## Task prompt
Copy out, unchanged, the stretch of the listing below from the line that contains "TARGET = small shrub" through the line that contains "column 598, row 146".

**** Records supplied ****

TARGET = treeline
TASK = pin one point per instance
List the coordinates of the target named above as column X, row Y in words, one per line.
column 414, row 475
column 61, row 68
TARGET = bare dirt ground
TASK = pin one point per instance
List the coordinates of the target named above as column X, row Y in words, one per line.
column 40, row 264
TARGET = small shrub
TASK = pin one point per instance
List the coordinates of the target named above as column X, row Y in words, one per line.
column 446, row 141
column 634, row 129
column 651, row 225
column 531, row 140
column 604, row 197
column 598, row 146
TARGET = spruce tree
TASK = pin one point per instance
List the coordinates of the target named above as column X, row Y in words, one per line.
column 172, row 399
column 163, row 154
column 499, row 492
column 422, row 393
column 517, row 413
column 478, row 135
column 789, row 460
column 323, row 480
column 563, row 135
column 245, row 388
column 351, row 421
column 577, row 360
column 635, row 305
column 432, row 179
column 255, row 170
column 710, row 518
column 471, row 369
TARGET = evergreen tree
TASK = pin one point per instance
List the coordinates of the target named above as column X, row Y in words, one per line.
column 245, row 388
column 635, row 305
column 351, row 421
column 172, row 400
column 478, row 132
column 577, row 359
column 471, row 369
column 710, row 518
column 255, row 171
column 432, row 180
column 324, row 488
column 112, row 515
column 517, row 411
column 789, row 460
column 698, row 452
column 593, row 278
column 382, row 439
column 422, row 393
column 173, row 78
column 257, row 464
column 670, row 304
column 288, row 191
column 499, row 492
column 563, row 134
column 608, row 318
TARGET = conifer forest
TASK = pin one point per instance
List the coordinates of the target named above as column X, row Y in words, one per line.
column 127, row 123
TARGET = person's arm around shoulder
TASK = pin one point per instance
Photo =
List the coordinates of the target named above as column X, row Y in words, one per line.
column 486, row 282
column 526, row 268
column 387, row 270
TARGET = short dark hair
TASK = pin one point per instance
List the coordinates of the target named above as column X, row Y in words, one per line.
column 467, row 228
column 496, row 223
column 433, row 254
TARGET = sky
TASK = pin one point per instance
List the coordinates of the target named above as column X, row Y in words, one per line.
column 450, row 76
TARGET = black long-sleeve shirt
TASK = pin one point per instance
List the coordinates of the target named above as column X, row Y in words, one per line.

****

## Exercise result
TARGET = small shrub
TASK = pin one point per instance
List the coordinates of the target named above as column X, row Y in words, one per line.
column 446, row 141
column 634, row 129
column 651, row 225
column 531, row 140
column 604, row 197
column 598, row 146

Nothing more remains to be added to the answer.